State how many lines of the records contain the string "measured", treating uppercase and lowercase letters as different. Reply with the number alone.
----- MATERIAL FOR THIS EXERCISE -----
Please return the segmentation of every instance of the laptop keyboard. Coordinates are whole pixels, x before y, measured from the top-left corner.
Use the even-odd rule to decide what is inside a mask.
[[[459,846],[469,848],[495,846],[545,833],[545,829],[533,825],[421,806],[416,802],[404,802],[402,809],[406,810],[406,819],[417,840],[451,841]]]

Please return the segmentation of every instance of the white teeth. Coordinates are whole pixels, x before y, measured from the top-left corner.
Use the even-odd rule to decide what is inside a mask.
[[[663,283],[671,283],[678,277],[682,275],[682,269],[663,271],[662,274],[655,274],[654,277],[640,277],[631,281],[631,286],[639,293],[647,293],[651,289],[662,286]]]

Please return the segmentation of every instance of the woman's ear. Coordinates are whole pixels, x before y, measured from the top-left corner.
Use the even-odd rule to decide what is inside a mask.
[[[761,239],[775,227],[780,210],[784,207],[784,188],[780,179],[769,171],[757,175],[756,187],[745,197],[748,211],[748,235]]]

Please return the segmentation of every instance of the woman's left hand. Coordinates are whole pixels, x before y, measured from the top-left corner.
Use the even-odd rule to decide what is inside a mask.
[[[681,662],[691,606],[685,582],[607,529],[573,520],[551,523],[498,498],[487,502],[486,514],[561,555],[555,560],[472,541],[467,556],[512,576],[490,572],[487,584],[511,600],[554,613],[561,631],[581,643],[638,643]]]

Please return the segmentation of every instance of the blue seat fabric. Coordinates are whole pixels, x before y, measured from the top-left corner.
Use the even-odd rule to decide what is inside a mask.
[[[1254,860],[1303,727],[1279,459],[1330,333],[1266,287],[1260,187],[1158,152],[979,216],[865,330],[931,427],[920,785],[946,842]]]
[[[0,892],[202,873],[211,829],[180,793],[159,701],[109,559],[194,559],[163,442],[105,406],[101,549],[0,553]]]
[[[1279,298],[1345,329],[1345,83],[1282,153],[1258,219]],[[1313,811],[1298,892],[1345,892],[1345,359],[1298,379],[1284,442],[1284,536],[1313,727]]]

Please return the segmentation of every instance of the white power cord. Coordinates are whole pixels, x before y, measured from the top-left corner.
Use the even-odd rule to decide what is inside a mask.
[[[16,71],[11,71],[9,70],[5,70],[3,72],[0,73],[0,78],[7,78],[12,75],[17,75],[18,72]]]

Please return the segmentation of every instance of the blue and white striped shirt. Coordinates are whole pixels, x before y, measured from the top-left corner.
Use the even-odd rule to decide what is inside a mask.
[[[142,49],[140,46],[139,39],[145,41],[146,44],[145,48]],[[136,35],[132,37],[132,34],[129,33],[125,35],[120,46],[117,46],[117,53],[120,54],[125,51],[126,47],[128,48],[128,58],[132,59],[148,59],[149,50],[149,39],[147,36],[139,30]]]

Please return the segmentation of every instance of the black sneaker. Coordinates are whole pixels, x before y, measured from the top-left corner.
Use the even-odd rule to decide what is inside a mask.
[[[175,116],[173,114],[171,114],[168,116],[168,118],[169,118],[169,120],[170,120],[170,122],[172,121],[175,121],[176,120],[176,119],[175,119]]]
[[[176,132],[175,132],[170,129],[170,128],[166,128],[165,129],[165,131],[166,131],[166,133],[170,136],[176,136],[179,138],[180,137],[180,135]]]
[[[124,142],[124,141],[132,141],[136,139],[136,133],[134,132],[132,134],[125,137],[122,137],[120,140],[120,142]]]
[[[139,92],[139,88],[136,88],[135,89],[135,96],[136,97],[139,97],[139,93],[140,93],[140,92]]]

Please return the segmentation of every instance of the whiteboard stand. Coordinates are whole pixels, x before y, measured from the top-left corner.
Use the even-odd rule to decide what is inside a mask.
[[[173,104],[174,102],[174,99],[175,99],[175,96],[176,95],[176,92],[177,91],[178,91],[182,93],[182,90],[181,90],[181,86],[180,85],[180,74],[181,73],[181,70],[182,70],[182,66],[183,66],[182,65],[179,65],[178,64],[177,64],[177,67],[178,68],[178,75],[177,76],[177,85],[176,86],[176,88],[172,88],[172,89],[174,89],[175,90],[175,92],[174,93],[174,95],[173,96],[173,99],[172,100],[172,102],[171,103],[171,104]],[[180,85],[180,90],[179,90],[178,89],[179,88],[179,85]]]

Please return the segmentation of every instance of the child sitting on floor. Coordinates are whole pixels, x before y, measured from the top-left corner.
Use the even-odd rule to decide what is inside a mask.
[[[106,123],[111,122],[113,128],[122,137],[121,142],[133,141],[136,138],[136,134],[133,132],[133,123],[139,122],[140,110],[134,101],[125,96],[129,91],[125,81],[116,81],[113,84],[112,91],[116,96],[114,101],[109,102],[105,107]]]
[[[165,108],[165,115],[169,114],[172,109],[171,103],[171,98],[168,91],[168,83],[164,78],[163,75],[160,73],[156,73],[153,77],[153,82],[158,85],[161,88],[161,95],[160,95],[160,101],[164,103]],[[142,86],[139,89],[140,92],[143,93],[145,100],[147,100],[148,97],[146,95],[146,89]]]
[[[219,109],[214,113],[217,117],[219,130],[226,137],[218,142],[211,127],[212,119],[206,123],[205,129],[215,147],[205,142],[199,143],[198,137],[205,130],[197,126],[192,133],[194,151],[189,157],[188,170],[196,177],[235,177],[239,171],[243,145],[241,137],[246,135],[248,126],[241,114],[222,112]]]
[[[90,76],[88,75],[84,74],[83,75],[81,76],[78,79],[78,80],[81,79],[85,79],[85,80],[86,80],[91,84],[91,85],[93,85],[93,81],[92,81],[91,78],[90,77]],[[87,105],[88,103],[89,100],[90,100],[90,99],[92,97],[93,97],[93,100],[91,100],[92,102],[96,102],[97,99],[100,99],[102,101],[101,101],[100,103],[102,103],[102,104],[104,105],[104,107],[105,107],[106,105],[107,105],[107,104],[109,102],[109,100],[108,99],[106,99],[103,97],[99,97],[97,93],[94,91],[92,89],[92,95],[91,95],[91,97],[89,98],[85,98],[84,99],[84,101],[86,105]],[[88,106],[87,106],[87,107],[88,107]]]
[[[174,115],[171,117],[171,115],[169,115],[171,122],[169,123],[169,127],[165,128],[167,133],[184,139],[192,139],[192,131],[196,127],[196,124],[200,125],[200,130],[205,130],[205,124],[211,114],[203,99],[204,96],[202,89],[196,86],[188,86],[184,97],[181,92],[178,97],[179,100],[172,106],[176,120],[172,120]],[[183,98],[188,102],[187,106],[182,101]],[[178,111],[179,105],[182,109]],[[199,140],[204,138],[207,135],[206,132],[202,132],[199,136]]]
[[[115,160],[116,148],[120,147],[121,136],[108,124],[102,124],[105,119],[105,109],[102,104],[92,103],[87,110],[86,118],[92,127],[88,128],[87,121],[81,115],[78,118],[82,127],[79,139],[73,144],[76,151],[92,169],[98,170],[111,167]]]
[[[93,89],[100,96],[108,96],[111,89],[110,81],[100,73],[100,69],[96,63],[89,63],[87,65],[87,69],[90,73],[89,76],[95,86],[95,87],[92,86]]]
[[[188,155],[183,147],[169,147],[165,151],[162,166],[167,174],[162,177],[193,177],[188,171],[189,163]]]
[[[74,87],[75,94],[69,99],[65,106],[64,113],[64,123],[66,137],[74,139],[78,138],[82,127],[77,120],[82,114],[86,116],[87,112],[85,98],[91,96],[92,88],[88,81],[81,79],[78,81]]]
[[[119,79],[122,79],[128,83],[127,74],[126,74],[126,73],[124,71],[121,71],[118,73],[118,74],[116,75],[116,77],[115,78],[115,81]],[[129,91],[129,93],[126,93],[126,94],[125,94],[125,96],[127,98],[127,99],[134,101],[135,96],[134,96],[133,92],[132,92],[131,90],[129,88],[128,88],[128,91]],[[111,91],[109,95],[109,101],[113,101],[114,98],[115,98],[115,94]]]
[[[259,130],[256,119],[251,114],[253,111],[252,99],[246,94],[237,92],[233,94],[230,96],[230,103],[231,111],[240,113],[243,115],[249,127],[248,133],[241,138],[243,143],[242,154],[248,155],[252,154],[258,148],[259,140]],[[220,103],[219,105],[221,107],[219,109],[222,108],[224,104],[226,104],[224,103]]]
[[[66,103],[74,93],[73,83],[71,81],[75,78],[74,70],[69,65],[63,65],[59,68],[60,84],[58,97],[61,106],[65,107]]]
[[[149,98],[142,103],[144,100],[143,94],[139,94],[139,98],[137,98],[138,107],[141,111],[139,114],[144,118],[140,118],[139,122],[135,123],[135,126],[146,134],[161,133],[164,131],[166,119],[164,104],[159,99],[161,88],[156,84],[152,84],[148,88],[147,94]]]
-----
■ SOLVED EXERCISE
10